Reproduce the data below word for word. Begin at the line that contains "the bird's head" and stop after the last line of the data.

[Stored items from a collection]
------------------------------------------------

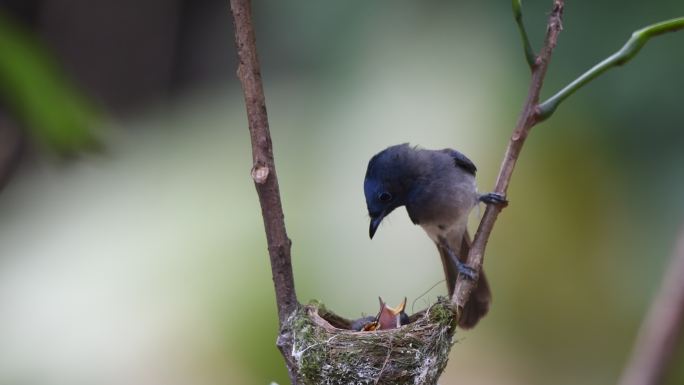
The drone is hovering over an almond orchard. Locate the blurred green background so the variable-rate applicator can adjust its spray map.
[0,0,684,385]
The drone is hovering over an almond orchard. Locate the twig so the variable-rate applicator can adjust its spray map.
[619,228,684,385]
[230,0,298,326]
[512,0,537,71]
[539,17,684,121]
[451,0,564,309]
[373,335,392,385]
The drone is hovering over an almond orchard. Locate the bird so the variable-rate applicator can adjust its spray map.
[351,297,409,332]
[364,143,508,329]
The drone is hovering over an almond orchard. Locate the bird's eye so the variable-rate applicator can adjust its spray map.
[378,191,392,202]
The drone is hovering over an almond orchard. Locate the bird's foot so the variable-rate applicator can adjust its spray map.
[456,261,477,281]
[480,192,508,207]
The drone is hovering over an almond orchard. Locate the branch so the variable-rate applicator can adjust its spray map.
[540,16,684,120]
[619,225,684,385]
[513,0,537,70]
[230,0,299,326]
[451,0,564,313]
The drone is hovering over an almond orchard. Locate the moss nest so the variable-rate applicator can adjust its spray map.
[281,298,456,385]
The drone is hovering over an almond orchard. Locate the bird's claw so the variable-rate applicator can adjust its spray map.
[480,192,508,207]
[456,261,477,281]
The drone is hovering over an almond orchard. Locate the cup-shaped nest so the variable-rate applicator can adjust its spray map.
[279,299,456,385]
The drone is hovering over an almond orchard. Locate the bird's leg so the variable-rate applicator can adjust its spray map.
[443,246,477,280]
[479,192,508,207]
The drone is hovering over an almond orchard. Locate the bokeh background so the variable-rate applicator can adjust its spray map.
[0,0,684,385]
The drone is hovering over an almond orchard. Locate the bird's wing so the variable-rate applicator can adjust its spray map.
[442,148,477,175]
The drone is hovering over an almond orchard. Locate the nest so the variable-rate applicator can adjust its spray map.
[279,299,456,385]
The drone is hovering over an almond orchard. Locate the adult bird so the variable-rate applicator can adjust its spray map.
[363,143,506,329]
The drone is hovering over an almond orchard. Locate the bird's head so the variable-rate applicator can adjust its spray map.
[363,144,415,238]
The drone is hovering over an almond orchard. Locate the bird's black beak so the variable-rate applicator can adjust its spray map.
[368,211,385,239]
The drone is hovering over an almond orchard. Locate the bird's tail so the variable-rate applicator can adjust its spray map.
[437,232,492,329]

------------------------------------------------

■ RESPONSE TO THIS TASK
The drone is hovering over an almond orchard. Locate the bird's head so the variable-rate applicator can adjust its spray map.
[363,144,415,238]
The drone is hovering over an almond orchard. Locate the bird's black beak so the variable-rate applicator can adjust its spray map.
[368,211,385,239]
The drone is hovering over an almond orchard. Locate the bird's tail so the variable-rate applicator can adjust its spray map.
[437,232,492,329]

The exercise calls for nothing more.